Assignment -
All of the entries need to be set down exactly as they read.
==========
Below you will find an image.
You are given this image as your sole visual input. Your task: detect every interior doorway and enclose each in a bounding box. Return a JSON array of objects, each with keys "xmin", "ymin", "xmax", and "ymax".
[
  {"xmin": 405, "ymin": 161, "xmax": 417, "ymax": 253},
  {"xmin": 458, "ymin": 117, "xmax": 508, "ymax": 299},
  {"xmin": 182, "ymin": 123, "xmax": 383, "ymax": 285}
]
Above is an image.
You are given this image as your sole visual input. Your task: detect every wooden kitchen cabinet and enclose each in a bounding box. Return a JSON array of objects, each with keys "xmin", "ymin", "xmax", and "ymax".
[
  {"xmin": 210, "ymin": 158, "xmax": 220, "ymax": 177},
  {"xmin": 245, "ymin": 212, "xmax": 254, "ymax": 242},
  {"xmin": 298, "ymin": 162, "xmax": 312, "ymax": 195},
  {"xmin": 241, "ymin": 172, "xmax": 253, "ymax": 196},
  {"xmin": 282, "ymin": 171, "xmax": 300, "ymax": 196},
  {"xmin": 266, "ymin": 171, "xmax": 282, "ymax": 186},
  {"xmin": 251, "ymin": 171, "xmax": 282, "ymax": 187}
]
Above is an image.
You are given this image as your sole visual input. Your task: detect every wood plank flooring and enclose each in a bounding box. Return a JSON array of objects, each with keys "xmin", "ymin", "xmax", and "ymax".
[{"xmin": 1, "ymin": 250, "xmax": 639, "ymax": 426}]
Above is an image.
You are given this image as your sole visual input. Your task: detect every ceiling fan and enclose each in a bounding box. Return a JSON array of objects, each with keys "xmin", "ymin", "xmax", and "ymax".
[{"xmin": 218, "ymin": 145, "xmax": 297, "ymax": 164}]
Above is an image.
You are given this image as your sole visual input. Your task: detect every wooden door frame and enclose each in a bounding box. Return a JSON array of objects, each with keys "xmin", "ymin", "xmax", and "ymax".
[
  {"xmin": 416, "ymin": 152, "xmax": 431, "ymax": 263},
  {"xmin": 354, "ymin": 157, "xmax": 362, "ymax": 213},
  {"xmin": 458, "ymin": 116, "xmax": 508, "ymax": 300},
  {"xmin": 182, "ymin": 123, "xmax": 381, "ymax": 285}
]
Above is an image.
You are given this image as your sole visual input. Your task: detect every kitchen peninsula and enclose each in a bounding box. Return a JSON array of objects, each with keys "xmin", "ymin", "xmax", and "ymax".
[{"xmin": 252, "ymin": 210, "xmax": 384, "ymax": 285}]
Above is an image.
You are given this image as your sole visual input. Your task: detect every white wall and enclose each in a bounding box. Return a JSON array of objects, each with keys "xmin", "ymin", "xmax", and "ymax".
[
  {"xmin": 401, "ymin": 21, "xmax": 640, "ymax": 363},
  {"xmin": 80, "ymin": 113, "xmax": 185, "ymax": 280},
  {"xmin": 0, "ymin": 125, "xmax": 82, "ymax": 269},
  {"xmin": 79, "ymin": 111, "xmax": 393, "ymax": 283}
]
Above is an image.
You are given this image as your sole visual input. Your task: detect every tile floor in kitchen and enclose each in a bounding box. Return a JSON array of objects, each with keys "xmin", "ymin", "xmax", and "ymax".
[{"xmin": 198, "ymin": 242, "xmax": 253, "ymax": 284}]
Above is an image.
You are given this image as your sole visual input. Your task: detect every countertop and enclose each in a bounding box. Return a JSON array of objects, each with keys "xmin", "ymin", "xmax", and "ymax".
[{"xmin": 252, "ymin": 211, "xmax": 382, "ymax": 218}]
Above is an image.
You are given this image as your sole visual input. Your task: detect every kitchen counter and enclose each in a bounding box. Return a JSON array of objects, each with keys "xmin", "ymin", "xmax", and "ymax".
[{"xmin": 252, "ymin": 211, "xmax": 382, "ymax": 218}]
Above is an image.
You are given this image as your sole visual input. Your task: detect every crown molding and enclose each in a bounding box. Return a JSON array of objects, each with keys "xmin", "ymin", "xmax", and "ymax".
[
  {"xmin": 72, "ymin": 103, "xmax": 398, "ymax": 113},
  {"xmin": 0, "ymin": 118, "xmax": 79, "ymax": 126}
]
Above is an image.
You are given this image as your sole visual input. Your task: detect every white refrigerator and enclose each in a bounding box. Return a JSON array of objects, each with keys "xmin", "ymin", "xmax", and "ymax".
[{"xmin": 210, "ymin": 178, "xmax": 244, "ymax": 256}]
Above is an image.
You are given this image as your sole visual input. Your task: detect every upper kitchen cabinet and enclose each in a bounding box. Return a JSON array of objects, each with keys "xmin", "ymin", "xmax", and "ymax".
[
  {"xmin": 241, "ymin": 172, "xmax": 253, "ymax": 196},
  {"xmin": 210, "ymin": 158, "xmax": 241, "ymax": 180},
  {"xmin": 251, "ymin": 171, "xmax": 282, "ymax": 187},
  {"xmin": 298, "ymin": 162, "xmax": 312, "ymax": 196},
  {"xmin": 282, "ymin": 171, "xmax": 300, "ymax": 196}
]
==========
Task solution -
Below you will find an image.
You are given this image as your sole visual input. Your task: detect every interior doorway and enclose each in a bounding box. Return a JSON array of objects, each with keys "xmin", "ymin", "xmax", and "ymax".
[
  {"xmin": 405, "ymin": 161, "xmax": 417, "ymax": 253},
  {"xmin": 458, "ymin": 117, "xmax": 508, "ymax": 299},
  {"xmin": 182, "ymin": 123, "xmax": 383, "ymax": 285}
]
Above is an image.
You are given this image as your sole visual input. Your task: detect every wooden kitchen cabinet and enclose each in a bounding box. Return a JSON array of objects, each with keys "xmin", "ymin", "xmax", and "ymax".
[
  {"xmin": 210, "ymin": 158, "xmax": 220, "ymax": 177},
  {"xmin": 245, "ymin": 212, "xmax": 254, "ymax": 242},
  {"xmin": 298, "ymin": 162, "xmax": 312, "ymax": 195},
  {"xmin": 241, "ymin": 172, "xmax": 253, "ymax": 196},
  {"xmin": 282, "ymin": 171, "xmax": 300, "ymax": 196},
  {"xmin": 266, "ymin": 171, "xmax": 282, "ymax": 186},
  {"xmin": 251, "ymin": 171, "xmax": 282, "ymax": 187}
]
Above is an image.
You are given this image as your sole visual input. Your task: detect every wood plank flooring and enclose each in a bounding box. Return a JSON array of objects, each with keys "xmin", "ymin", "xmax", and "ymax".
[{"xmin": 1, "ymin": 250, "xmax": 639, "ymax": 426}]
Above is an image.
You are given this image as your sole visual input. Your task: detect every ceiling fan and enclose each in a bounding box. Return a JSON array of objects, each with keys "xmin", "ymin", "xmax", and "ymax".
[{"xmin": 218, "ymin": 145, "xmax": 297, "ymax": 164}]
Above is an image.
You are given this image as your sole visual input. Your task: detect every wooden door frame and enclose each in a bounding box. Return a JSON array of objects, each with keys "xmin", "ymin", "xmax", and "ymax".
[
  {"xmin": 416, "ymin": 152, "xmax": 431, "ymax": 263},
  {"xmin": 354, "ymin": 157, "xmax": 362, "ymax": 213},
  {"xmin": 458, "ymin": 116, "xmax": 508, "ymax": 300},
  {"xmin": 182, "ymin": 123, "xmax": 381, "ymax": 285}
]
Above is an image.
You are given this image as your sole visual input. Your task: detect every kitchen peninsula and enclose each in a bounding box. Return a JSON array of objects, each with keys "xmin", "ymin", "xmax", and "ymax".
[{"xmin": 252, "ymin": 210, "xmax": 384, "ymax": 285}]
Above is an image.
You are given this image as your sole visual input. Your task: detect every white wall and enclose each in a bounding box. Return a JSON array of objects, each with keys "xmin", "ymin", "xmax", and "ymax".
[
  {"xmin": 401, "ymin": 21, "xmax": 640, "ymax": 363},
  {"xmin": 80, "ymin": 113, "xmax": 185, "ymax": 280},
  {"xmin": 0, "ymin": 125, "xmax": 82, "ymax": 269},
  {"xmin": 79, "ymin": 111, "xmax": 393, "ymax": 283}
]
Above is an image.
You are given this image as your sole visual input. Your task: detect every tile floor in kitchen and enclose each in a bounding box. Return a JSON array of objects, each with keys "xmin", "ymin", "xmax", and "ymax".
[{"xmin": 198, "ymin": 242, "xmax": 253, "ymax": 284}]
Above is an image.
You are given this image as your sole visual input. Your task: detect every countertop and enclose each in a bounding box. Return a JSON array of objects, each with keys "xmin", "ymin", "xmax", and "ymax".
[{"xmin": 252, "ymin": 211, "xmax": 382, "ymax": 218}]
Above is an image.
You are given this image as your sole visual input. Your task: detect every kitchen counter and enclose each in a bounding box. Return a JSON array of objects, each with keys "xmin", "ymin", "xmax", and "ymax".
[{"xmin": 252, "ymin": 211, "xmax": 382, "ymax": 218}]
Above is an image.
You are given this image as your sole visual input. Your task: detect every crown molding and enclose each in a bounding box. Return a JSON array of objects, each with keys "xmin", "ymin", "xmax", and "ymax".
[
  {"xmin": 72, "ymin": 103, "xmax": 398, "ymax": 113},
  {"xmin": 0, "ymin": 118, "xmax": 79, "ymax": 126}
]
Above is an image.
You are given this image as your sole visual input. Your task: detect every white refrigerator and enclose each in a bounding box. Return a JSON array of objects, each with keys "xmin", "ymin", "xmax", and "ymax".
[{"xmin": 210, "ymin": 178, "xmax": 244, "ymax": 256}]
Above is an image.
You are given this image as your sole visual input. Your task: detect every upper kitchen cabinet and enclose each in a bounding box. Return a JSON array of objects, each with keys "xmin", "ymin", "xmax", and "ymax".
[
  {"xmin": 241, "ymin": 172, "xmax": 253, "ymax": 196},
  {"xmin": 210, "ymin": 158, "xmax": 241, "ymax": 180},
  {"xmin": 251, "ymin": 171, "xmax": 282, "ymax": 187},
  {"xmin": 298, "ymin": 162, "xmax": 312, "ymax": 196},
  {"xmin": 282, "ymin": 171, "xmax": 300, "ymax": 196}
]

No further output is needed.